---- Provided data
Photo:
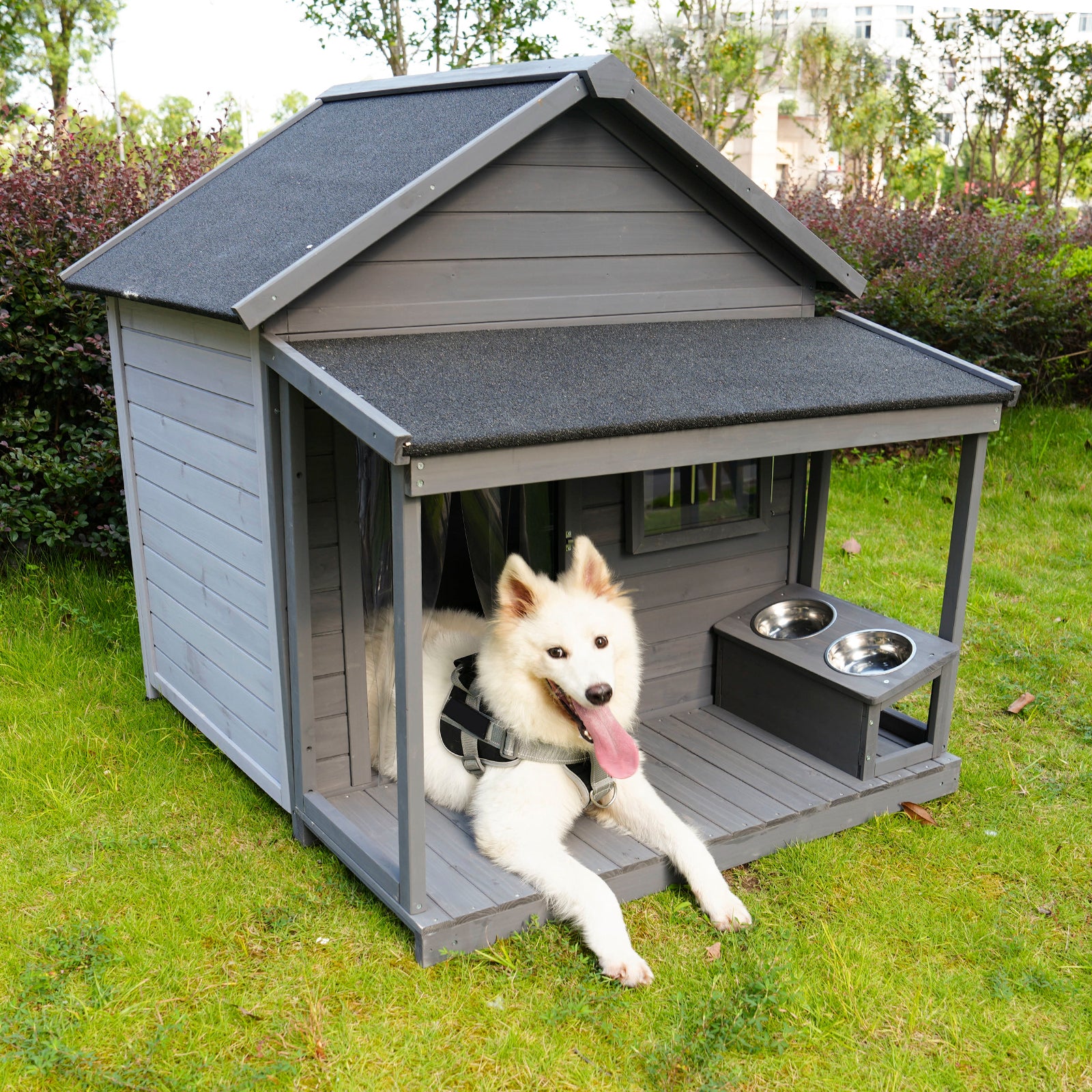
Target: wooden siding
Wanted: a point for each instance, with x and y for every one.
(199, 474)
(680, 594)
(571, 225)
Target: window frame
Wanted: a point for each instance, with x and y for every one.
(638, 542)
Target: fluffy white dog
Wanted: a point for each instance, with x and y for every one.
(558, 665)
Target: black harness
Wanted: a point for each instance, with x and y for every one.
(473, 734)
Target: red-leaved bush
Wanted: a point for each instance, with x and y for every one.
(1009, 289)
(61, 195)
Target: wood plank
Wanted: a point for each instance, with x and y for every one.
(328, 653)
(723, 757)
(231, 462)
(458, 849)
(182, 326)
(330, 737)
(227, 542)
(212, 495)
(330, 696)
(221, 373)
(211, 413)
(251, 675)
(518, 188)
(573, 140)
(233, 584)
(325, 569)
(240, 628)
(478, 235)
(657, 742)
(247, 711)
(788, 766)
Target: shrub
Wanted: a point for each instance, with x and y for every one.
(1007, 287)
(63, 192)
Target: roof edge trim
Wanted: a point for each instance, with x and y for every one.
(229, 162)
(606, 78)
(1008, 385)
(306, 272)
(777, 218)
(360, 418)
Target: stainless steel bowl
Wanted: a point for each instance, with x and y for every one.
(791, 620)
(871, 652)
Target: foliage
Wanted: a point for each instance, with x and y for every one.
(60, 197)
(1024, 101)
(46, 38)
(445, 33)
(926, 958)
(878, 120)
(710, 61)
(1007, 289)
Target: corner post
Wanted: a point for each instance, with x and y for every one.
(815, 519)
(409, 691)
(972, 467)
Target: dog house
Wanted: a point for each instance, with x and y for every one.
(431, 319)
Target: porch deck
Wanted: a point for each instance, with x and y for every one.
(747, 793)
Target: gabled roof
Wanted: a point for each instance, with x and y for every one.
(287, 212)
(487, 389)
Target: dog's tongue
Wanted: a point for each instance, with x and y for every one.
(614, 746)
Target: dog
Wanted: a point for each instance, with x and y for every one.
(558, 664)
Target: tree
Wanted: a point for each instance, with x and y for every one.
(46, 38)
(445, 33)
(707, 60)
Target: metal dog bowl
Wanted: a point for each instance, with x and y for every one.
(871, 652)
(791, 620)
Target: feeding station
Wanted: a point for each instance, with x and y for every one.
(433, 319)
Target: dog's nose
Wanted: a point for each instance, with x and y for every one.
(600, 693)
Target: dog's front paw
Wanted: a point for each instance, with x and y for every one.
(729, 915)
(631, 970)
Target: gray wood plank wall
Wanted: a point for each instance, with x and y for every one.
(571, 225)
(680, 594)
(198, 457)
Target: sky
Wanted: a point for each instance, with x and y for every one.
(257, 49)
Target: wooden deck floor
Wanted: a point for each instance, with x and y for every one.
(745, 791)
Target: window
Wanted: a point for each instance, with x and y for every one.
(680, 506)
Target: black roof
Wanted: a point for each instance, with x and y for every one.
(298, 205)
(483, 389)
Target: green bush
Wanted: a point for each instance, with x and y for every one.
(63, 192)
(1007, 287)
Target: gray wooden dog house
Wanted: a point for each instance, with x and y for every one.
(533, 273)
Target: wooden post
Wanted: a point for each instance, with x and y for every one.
(815, 519)
(972, 465)
(409, 691)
--------
Quote exactly the line containing "Target: tree" and every later line through the end of the listing, and no other lines.

Task solution →
Target: tree
Wanted: a point for each instance, with x and y for every one.
(46, 38)
(445, 33)
(707, 60)
Target: metal dog bowl
Wanted: a point for each instance, with x and y for every one.
(871, 652)
(791, 620)
Target: feeding station
Wanted: a point for each instance, with x and y for every one.
(433, 319)
Target: dog's nose
Wanted: a point for each instance, with x and y for every one.
(600, 693)
Target: dog's front paw
Wanted: a point for each instance, with x and y for every one.
(729, 915)
(631, 970)
Target: gray wood plank wall
Wanted: a point for each instance, with x and y for every one.
(571, 225)
(680, 594)
(198, 457)
Target: sky
Wanted: a point for each instance, with x and y for every one.
(257, 49)
Target: wooden deck floor
Wanted: a point for each instance, with x and y for every one.
(745, 791)
Target: window
Wanted: a point for each instance, with x and y for every one.
(680, 506)
Target: black roof
Wanted: a point for each instance, with x and y for every one.
(298, 205)
(483, 389)
Target: green bush
Wanted: a point for each instance, with x and y for every one.
(63, 192)
(1007, 287)
Target: gray wooden dog house
Wanted: a point for each instance, with x and y for every one.
(533, 273)
Target: wooden post
Wanted: a point for each instance, with x and y for every one.
(815, 519)
(972, 465)
(409, 691)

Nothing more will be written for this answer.